**Source material:**
···

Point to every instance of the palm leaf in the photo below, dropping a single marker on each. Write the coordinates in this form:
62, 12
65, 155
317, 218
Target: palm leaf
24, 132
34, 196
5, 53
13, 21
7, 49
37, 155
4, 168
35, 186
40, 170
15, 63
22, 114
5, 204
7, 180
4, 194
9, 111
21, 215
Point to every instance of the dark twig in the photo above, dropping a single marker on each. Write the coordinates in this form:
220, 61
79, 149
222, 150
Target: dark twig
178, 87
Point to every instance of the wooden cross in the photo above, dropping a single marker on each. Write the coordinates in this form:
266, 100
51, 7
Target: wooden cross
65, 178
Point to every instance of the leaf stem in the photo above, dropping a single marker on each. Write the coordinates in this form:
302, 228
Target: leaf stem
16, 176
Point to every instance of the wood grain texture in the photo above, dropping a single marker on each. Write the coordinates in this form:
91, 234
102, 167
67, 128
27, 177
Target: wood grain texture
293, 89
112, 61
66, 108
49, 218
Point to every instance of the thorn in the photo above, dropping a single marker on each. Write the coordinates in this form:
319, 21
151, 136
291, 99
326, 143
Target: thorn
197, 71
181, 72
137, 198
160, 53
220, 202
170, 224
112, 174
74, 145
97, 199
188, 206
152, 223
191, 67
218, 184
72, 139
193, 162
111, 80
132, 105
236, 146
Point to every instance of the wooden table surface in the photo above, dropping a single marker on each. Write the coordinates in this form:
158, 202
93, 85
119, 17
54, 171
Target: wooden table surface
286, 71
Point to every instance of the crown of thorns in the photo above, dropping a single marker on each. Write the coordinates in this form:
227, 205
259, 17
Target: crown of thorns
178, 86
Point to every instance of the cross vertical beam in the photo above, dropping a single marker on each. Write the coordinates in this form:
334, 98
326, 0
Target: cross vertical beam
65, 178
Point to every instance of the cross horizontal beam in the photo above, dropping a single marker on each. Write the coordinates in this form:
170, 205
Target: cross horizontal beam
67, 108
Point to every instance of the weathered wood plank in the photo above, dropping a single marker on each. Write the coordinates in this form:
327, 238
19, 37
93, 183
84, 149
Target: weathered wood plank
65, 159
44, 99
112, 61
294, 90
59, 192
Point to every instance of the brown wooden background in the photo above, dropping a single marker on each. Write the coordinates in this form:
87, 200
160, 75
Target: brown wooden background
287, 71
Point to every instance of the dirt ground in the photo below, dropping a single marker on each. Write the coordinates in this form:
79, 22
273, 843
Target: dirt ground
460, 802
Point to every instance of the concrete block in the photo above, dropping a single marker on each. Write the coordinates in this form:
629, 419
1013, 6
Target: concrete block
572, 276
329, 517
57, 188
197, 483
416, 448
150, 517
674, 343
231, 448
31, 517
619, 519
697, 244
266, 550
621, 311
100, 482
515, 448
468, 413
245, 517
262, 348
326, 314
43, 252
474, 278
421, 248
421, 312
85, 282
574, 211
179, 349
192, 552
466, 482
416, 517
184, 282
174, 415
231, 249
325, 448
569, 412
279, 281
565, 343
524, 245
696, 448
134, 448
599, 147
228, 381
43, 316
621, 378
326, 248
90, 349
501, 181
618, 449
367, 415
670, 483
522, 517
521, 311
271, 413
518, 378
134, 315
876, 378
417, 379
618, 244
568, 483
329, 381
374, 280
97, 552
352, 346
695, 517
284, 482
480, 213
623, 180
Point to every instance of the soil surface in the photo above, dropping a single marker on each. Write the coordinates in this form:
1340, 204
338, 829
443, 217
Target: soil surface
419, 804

···

**Work to complete:**
Output the material verbatim, including every line.

**Answer to this exercise:**
Point to every instance of the palm leaf in the photo below, dropping a single marker on each. Write the coordinates in this form:
62, 12
65, 155
317, 218
Target: palm leaf
24, 132
34, 196
5, 53
13, 21
7, 49
37, 155
4, 168
35, 186
40, 170
15, 63
22, 114
5, 204
7, 180
4, 194
9, 111
21, 215
Point to every instance of the dark twig in the photo above, dropping a single marker on each. Write the coordinates in this form:
220, 61
79, 149
222, 150
Target: dark twig
178, 87
Point to every instance of the wooden cross in the photo above, dropping a single marker on each. Write the coordinates in this form:
266, 100
51, 7
Target: wooden cross
65, 178
Point to every instance of the leaf stem in the photo above, dropping a single marker on each. Write the coordinates in this form:
302, 228
Target: leaf stem
16, 176
Point to every instance of the wood grain texture in the photo above, dropping a single marker on each. Write the coordinates in this form:
91, 234
102, 167
67, 128
27, 177
Target: wood grain texture
293, 89
112, 61
66, 108
49, 218
Point to every instance of the thorn in the photo above, dropping a single marker on each. Write the coordinates in this form:
319, 21
151, 136
291, 99
326, 143
Target: thorn
197, 71
181, 72
137, 198
160, 53
220, 202
170, 224
112, 174
74, 145
97, 199
188, 206
152, 223
191, 67
218, 184
72, 139
193, 162
111, 80
132, 105
236, 146
Point to every instance of the wooden table surface in the photo above, dropping a single marker on each. Write the coordinates in this form:
158, 202
93, 85
119, 17
54, 171
Target: wooden table surface
286, 71
Point to every instance of the crown of thorns in the photo above, dropping a single marker on each. Write the coordinates in this form:
227, 205
259, 17
Target: crown of thorns
178, 86
Point to every instance of the cross vertical beam in the photo above, dropping a single marker on each. Write the coordinates in this form:
334, 98
326, 0
Target: cross vertical beam
65, 178
Point to every instance of the cross horizontal beam in the photo above, dropping a single marker on each. Write the coordinates in this form:
170, 205
Target: cross horizontal beam
67, 108
Point to every instance of the weathered wood plank in the photo above, dropping a single marker on each. Write the coordinates in this form:
327, 238
19, 37
93, 183
84, 149
Target: weathered wood plank
65, 159
44, 99
112, 61
294, 90
59, 192
Point to every instance of the brown wooden background in the photo above, dropping a single marker on each. Write the coordinates in this form:
87, 200
160, 75
Target: brown wooden background
287, 71
Point to every instance of the dirt ground in the photo below, dropping a single marker on each. Write the coordinates in this form:
79, 22
273, 843
Target: dirt ground
460, 802
Point to every instance of the concrete block in the photo above, dropping a single marker on each. Write the coordinates in this form:
629, 419
1013, 6
Target: concrete block
572, 276
329, 517
57, 188
197, 483
416, 448
150, 517
674, 343
231, 448
31, 517
619, 519
697, 244
266, 550
621, 311
100, 482
515, 448
468, 413
245, 517
262, 348
326, 314
43, 252
474, 278
421, 248
421, 312
85, 282
574, 211
179, 349
192, 552
466, 482
416, 517
184, 282
174, 415
231, 249
325, 448
569, 412
279, 281
565, 343
524, 245
696, 448
134, 448
599, 147
228, 381
43, 316
621, 378
326, 248
90, 349
501, 181
618, 449
367, 415
670, 483
522, 517
521, 311
271, 413
518, 378
134, 315
876, 378
417, 379
618, 244
568, 483
329, 381
374, 280
97, 552
352, 346
695, 517
284, 482
480, 213
623, 180
Point to every instance of the soil surface in the photo above, dropping a single marker on each. Write the coordinates in this form:
1340, 204
338, 829
443, 217
Target: soil surface
419, 804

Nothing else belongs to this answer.